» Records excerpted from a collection
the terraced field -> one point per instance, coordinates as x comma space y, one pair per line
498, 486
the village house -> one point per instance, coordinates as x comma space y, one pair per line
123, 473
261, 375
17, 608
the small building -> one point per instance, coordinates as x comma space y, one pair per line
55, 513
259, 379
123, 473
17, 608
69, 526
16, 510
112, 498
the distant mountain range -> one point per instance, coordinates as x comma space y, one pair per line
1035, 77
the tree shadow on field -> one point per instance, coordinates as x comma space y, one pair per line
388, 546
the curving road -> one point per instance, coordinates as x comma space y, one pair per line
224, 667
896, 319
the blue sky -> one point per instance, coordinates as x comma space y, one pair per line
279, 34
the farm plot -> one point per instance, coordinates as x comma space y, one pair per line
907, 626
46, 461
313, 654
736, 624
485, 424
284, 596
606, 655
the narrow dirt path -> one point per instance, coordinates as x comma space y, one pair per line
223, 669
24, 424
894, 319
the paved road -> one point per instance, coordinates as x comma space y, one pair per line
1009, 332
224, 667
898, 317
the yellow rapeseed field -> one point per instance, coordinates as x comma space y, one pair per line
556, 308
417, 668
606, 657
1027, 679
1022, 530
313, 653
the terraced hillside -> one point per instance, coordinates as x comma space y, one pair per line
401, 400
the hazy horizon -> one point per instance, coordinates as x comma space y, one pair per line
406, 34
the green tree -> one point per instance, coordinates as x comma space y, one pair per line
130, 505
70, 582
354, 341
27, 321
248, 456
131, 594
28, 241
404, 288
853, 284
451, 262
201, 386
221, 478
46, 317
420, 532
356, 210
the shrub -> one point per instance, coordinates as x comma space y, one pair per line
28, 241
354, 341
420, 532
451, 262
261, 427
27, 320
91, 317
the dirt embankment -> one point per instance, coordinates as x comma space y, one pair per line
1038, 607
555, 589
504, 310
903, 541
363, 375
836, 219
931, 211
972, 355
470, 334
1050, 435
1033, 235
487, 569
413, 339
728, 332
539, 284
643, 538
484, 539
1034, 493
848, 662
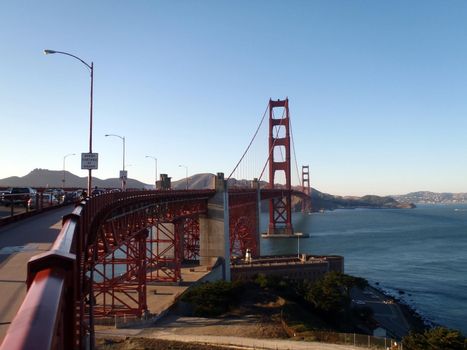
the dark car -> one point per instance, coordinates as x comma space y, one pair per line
18, 196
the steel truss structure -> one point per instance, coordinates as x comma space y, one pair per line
136, 245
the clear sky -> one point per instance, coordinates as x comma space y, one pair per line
377, 89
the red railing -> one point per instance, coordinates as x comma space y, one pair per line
52, 313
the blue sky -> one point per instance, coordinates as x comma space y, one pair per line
377, 89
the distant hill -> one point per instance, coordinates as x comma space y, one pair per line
324, 201
53, 178
320, 200
426, 197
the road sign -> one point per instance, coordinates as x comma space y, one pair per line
89, 160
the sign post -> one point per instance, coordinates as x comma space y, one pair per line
89, 161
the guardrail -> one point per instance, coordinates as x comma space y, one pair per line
44, 321
52, 313
13, 209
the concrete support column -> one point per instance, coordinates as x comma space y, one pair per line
214, 228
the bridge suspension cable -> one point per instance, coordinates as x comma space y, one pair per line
294, 154
251, 142
271, 150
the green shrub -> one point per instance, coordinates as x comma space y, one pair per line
439, 338
213, 299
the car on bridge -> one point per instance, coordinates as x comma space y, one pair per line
18, 196
43, 200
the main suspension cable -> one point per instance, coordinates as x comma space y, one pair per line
272, 147
256, 133
294, 153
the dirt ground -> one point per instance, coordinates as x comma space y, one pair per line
149, 344
258, 317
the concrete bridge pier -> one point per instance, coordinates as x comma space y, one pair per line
214, 228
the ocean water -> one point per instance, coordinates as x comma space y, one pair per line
421, 251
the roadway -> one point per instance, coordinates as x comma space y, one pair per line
20, 241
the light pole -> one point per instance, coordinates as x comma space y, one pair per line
64, 157
186, 173
155, 170
123, 175
91, 68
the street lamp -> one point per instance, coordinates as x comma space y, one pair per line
155, 170
186, 173
91, 68
64, 157
123, 174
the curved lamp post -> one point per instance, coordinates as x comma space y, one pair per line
123, 165
64, 157
91, 68
155, 170
186, 173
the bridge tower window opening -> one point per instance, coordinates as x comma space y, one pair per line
280, 209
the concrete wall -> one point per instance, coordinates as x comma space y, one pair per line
214, 228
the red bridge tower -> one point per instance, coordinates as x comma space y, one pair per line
280, 209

» TASK DIRECTIONS
Without the pictures, give all of the entries above again exactly.

» TASK OUTPUT
the terraced field -> one point per instance, coordinates as x comma space y, one pair per line
498, 486
the village house -> one point per instance, coordinates as x comma space y, one pair per line
123, 473
261, 375
17, 608
the small building -> one point per instance, coordinates as x comma space y, one pair per line
55, 513
259, 379
123, 473
17, 608
69, 526
16, 510
112, 498
the distant mountain range -> one point per instance, coordinates as x comma space y, one pair per line
1035, 77
the tree shadow on field -> one point per instance, coordinates as x comma space y, one pair per line
388, 546
the curving road -> one point per instance, coordinates as x comma space y, one pair per line
224, 667
896, 319
the blue sky -> one point per instance, coordinates as x comma space y, one pair per line
279, 34
the farm plot -> one point per instance, coordinates as x comma space y, one pair per line
907, 626
46, 461
313, 654
736, 624
485, 424
284, 596
606, 655
the narrow dirt path -> one point per instance, coordinates as x comma space y, one pair per line
223, 669
24, 424
894, 319
the paved road -> one point per instance, coordinates as x comma space y, one pair per line
1009, 332
224, 667
898, 317
the yellow rapeseed field -> one point per instance, coordinates as x comma space y, one pair per line
556, 308
417, 668
606, 657
1027, 679
1022, 530
313, 653
the terraced hillside -> one point per instance, coordinates as x comma space y, one pair per line
401, 400
the hazy horizon -> one point per instance, coordinates as x comma space y, one pair per line
406, 34
the green tree -> one point per instance, coordinates as x comma space y, one pair per line
130, 505
70, 582
354, 341
27, 321
248, 456
131, 594
28, 241
404, 288
853, 284
451, 262
201, 386
221, 478
46, 317
420, 532
356, 210
the shrub -> one point per instance, coordinates as x comma space y, one pair per line
28, 241
354, 341
420, 532
451, 262
261, 427
27, 320
91, 317
the dirt embankment -> one point per instance, coordinates as x comma space y, one pair per line
1038, 607
555, 589
504, 310
903, 541
363, 375
836, 219
931, 211
972, 355
470, 334
1050, 435
1033, 235
487, 569
413, 339
728, 332
539, 284
643, 538
484, 539
1034, 493
848, 662
the dark car -> one point per instance, coordinates as x comma space y, one pair per line
18, 196
the steel truss structure -> one point per instance, coordinates as x comma space y, one pair per line
136, 245
the clear sky -> one point per instance, coordinates as x comma space y, one pair per line
377, 89
the red railing -> one point per instance, coordinates as x comma space y, one pair per line
52, 313
the blue sky -> one point per instance, coordinates as x comma space y, one pair per line
377, 89
the distant hill -> one point per instance, coordinates as x comma space y, one pair per line
324, 201
53, 178
320, 200
426, 197
the road sign -> one point per instance, coordinates as x comma space y, one pair per line
89, 160
the sign post -> one point per instance, coordinates as x comma space y, one pair per line
89, 161
the guardrail -> one point per instance, coordinates as x comma space y, one pair per line
44, 321
52, 313
13, 209
the concrete support column -> one point per instance, coordinates as x comma space y, one pair per line
214, 228
the bridge suspension cable -> one point per instance, coordinates as x comma space y, one pair per line
294, 154
251, 142
271, 150
the green shrub -> one point per instance, coordinates as x comma space y, one pair per line
439, 338
213, 299
the car on bridge -> one point per instance, coordinates as x comma space y, one pair per line
18, 196
43, 200
the main suspension cable -> one point per instance, coordinates as x comma space y, one pair per line
272, 147
256, 133
294, 153
the dirt ground -> one point per instance, coordinates as x comma space y, one pair per line
149, 344
258, 317
the concrete bridge pier -> one point per instance, coordinates as x comma space y, one pair per line
214, 228
the ocean water -> one point per instance, coordinates as x comma space y, one pair per line
421, 251
the roadway -> one point per instance, coordinates as x comma space y, one pair per line
20, 241
the light pole -> one point per instance, coordinates as x comma space y, one pair per line
64, 157
186, 173
155, 170
123, 175
91, 68
the street lamp -> one point per instance, coordinates as x comma space y, one pair per line
155, 170
186, 173
91, 68
64, 157
123, 174
the curved lamp post -> one point per instance, coordinates as x comma space y, one pair per line
123, 165
64, 157
91, 68
155, 170
186, 173
the bridge tower window opening -> one point per instance, coordinates as x comma space y, one pair per line
280, 209
the concrete wall -> one point per instance, coordinates as x comma space y, one pair per line
214, 228
the red bridge tower -> one point per instance, coordinates as x comma space y, one pair per line
280, 209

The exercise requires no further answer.